■ **SHORT TASK**: Reproduce the material below word for word.

Dataset entries
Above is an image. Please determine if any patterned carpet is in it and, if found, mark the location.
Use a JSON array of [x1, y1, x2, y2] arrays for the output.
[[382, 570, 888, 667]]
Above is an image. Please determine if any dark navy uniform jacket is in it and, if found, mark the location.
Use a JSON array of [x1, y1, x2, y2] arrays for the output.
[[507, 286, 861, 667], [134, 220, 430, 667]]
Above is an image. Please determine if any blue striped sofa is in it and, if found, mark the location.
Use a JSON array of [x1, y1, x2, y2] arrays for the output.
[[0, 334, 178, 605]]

■ **FINAL ANSWER**:
Above is an image. Please determine if any patterned carpet is in it and, if found, mark the location.
Use a JSON array of [x1, y1, x2, y2] arrays for the output.
[[382, 570, 888, 667]]
Above is an image. Please determine if any dark navy uniform jacket is in it and, if found, mark the location.
Use a JSON array of [x1, y1, x2, y2] arrays for the output.
[[507, 286, 861, 667], [134, 220, 430, 667]]
Above is an image. Please determine if any blue striped sofa is in it and, if found, mark the location.
Use a JSON array of [x1, y1, x2, y2] arrays for the output.
[[0, 334, 178, 605]]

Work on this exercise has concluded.